═══ TEXT EXCERPT

Valid keywords are: 'cluster'.

If a dictionary is provided then the idx of the time series must be the keys with another dict as value holding a dict with a tuple as key and a color as value. The tuple’s first element must be a group id form time step idx and the second a group id k form time step `idx`+1

new_coloring: bool (default=False)
if a new color sequence should be generated or not.

distinct_colors: colorseq.DistinctColors (default=None)
the sequence of distinct colour to use.

target_clusters: list (default=None)
list of dynamic cluster id’s to display in the alluvial diagram. If provided, only the dynamic clusters specified in this list will be displayed.

get_auto_corrs(residents=True)[source]¶

Get the auto-correlation between any two consecutive slices.

This method computes for all dynamic clusters the auto-correlation between any two consecutive slices, if the dynamic community exists in both. If residents==True, then only the individuals present in both time points are considered.

Parameters

residents (bool (default=True)) – determines if only resident data sources (i.e. that are present in both slices) should be considered, or also data sources present in only one of the two slices.

Returns

None – Adds new attributes:

community_autocorrs

Return type

None

get_community_avg_lifespan(mode='ensemble')[source]¶

Determines the lifespans of all dynamic clusters.

Parameters: mode (str (default='ensemble')) – Determines what type of average should be computed. Possible are either ensemble (default) or ‘weighted_per_indiv_per_slice’. The ensemble average simply consists of the arithmetic mean of all lifespans. The weighted_per_indiv_per_slice yields the average value of the life span of a dynamic cluster a randomly picked data source belongs to during at randomly picked slice.
Returns: avg_dc_lifespan – the average number of slices a dynamic cluster exists.
Return type: float

get_community_births()[source]¶

Determines all birth events.

Returns

None – Adds new attributes:

community_births

Return type

None

get_community_coloring(n=None, iterator=None, **kwargs)[source]¶

get_community_deaths()[source]¶

Determines all dynamic community death events.

Returns

None – Adds new attributes:

community_deaths

Return type

None

get_community_events()[source]¶: Compute all dynamic community life-cycle related events.

get_community_group_membership()[source]¶

Defines per timepoint a list of clusters belonging to a dynamic cluster

Returns

None – Adds new attributes:

comm_group_members
comm_all
comm_nbr

Return type

None

get_community_growths()[source]¶

Returns

None – Adds new attributes:

community_growths

Return type

None

get_community_lifespans()[source]¶

Determines the lifespans of all dynamic clusters.

══════
═══ RECORDED INFORMATION

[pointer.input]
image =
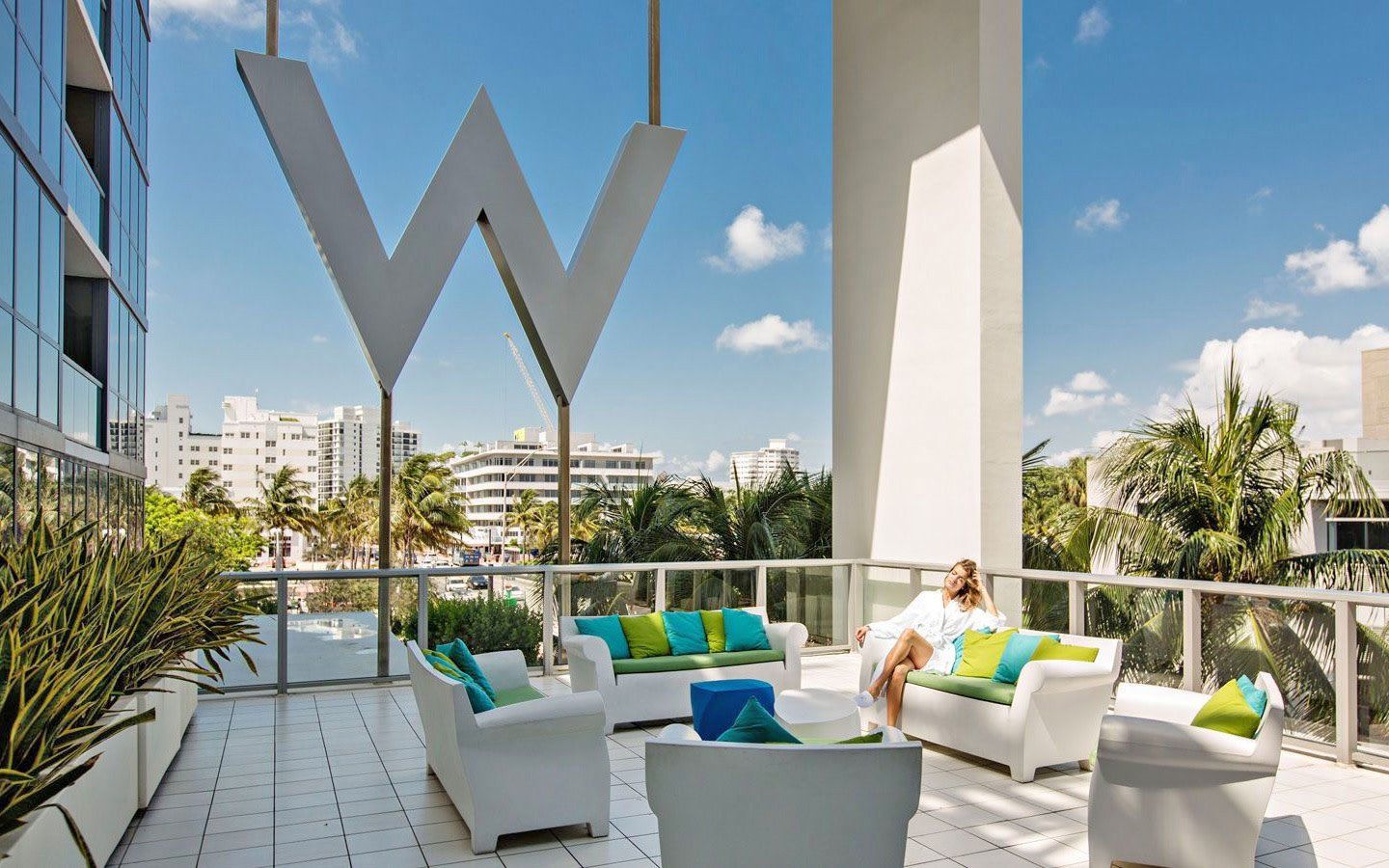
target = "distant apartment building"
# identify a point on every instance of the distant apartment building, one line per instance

══════

REQUIREMENT A. In the dynamic cluster documentation, what does the ensemble average of lifespans consist of?
REQUIREMENT B. Extend the dynamic cluster documentation, starting right after its last line.

TASK RESULT A. The arithmetic mean of all lifespans.

TASK RESULT B.
Returns

None – Adds new attributes:

community_lifespans

Return type

None

get_community_membership()[source]¶

Defines for each time point a membership list of data sources for each existing dynamic cluster.

Returns

None – Adds new attributes:

comm_members

Return type

None

get_community_merges()[source]¶

Get merge events and determine the DC’s born through merge events.

A merge event occurs whenever members of two distinct DC at some time point are found together in the same DC one time point later.

Returns

None – Adds new attributes:

community_merges
community_cby_merges
community_dby_merges

Return type

None

get_community_shrinkages()[source]¶

Returns

None – Adds new attributes:

community_shrinkages

Return type

None

get_community_splits()[source]¶

Get all split events and determine what clusters arise through a pure split event, i.e. not a split-merge combination.

Returns

None – Adds new attributes:

community_splits
community_cby_splits
community_cby_split_merges
community_dby_splits
community_dby_split_merges

Return type

None

get_dcs(bijective_paths=True, **kwargs)[source]¶

Derives from the history of dynamic clusters from group_matchup.

Todo

Rename to get_dc

Parameters

bijective_paths (bool (default=True)) – If set to True then at each step in the construction of the tracing flow a mapping flow needs to map forward to the target cluster in order to continue to extend the tracing flow.
optional parameter (**kwargs) –

from_idx: int
starting index.

Note

At the starting index all clusters are per definition new dynamic clusters.

to_idx: int
Stopping index. The community detection algorithm will stop at this index (including it).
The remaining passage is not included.